____ ESTRATTO DEL TESTO
Sono una donna istruita, colta, informata. Sono una donna di scienza: prima di dare adito a qualsiasi teoria o cospirazione, mi informo, leggo, sento medici e persone competenti. Non sono una che si fa prendere dal panico né dall’ansia: anche davanti alle diagnosi meno promettenti non ho mai gridato alla catastrofe, ma rimbocchiamoci le maniche, forza e coraggio e affidiamoci alla scienza.
Stavolta però ho paura. Il maledetto coronavirus è intorno a noi e nessuno sa quale sia la cosa giusta da fare. Ma non ho paura per me, no: di me non mi frega un cazzo. Ho paura per Teo.
Dacché ho saputo del soggetto sano colpito e della diffusione a macchia d’olio, ho cominciato a sudare. Perché non è una cosa che ho sotto controllo, perché non so come fare a proteggerlo.
Teo ha un tumore? Ci cureremo. Il tumore si è risvegliato? Facciamo una nuova cura. Ma sto virus come si comporta? Quali sono i sintomi?
Oggi dovevamo andar via per il weekend: finalmente Teo stava bene e dopo mesi di clausura, saremmo dovuti tornare a respirare per poche ore nei nostri luoghi del cuore. Ma niente, abbiamo preferito rimanere a casa. Forse non sarà servito a nulla, ma ho provato a proteggerlo.
Ecco, davanti a questa situazione d’emergenza, oltre al buon senso, proviamo a proteggerci a vicenda. Non pensiamo: cazzo me ne frega, io sono sano. Tutti noi abbiamo qualcuno di fragile da proteggere: un figlio neonato, un nonno cagionevole, un genitore anziano, un marito malato. Laviamoci le mani, ma non la coscienza. Ve lo chiedo per Teo, ve lo chiedo per chi amate.
________
COMPITO ASSEGNATO ▸
Ricopi integralmente il testo sul coronavirus, senza alcuna modifica. Si attenga esclusivamente al testo.
____ RIGHE FORNITE
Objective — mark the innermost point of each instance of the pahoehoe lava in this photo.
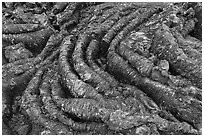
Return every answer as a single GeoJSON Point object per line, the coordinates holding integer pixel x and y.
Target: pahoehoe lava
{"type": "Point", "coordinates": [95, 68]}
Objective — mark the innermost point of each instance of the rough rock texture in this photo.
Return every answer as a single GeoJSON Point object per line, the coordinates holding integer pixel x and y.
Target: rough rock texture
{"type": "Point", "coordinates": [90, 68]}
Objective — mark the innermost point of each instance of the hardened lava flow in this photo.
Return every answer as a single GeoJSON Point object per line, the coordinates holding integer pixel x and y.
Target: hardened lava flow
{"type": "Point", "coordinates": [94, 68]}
________
____ RIGHE FORNITE
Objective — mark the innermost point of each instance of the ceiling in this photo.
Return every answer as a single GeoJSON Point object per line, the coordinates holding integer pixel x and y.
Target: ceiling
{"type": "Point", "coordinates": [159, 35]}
________
RISULTATO ▸
Sono una donna istruita, colta, informata. Sono una donna di scienza: prima di dare adito a qualsiasi teoria o cospirazione, mi informo, leggo, sento medici e persone competenti. Non sono una che si fa prendere dal panico né dall’ansia: anche davanti alle diagnosi meno promettenti non ho mai gridato alla catastrofe, ma rimbocchiamoci le maniche, forza e coraggio e affidiamoci alla scienza.
Stavolta però ho paura. Il maledetto coronavirus è intorno a noi e nessuno sa quale sia la cosa giusta da fare. Ma non ho paura per me, no: di me non mi frega un cazzo. Ho paura per Teo.
Dacché ho saputo del soggetto sano colpito e della diffusione a macchia d’olio, ho cominciato a sudare. Perché non è una cosa che ho sotto controllo, perché non so come fare a proteggerlo.
Teo ha un tumore? Ci cureremo. Il tumore si è risvegliato? Facciamo una nuova cura. Ma sto virus come si comporta? Quali sono i sintomi?
Oggi dovevamo andar via per il weekend: finalmente Teo stava bene e dopo mesi di clausura, saremmo dovuti tornare a respirare per poche ore nei nostri luoghi del cuore. Ma niente, abbiamo preferito rimanere a casa. Forse non sarà servito a nulla, ma ho provato a proteggerlo.
Ecco, davanti a questa situazione d’emergenza, oltre al buon senso, proviamo a proteggerci a vicenda. Non pensiamo: cazzo me ne frega, io sono sano. Tutti noi abbiamo qualcuno di fragile da proteggere: un figlio neonato, un nonno cagionevole, un genitore anziano, un marito malato. Laviamoci le mani, ma non la coscienza. Ve lo chiedo per Teo, ve lo chiedo per chi amate.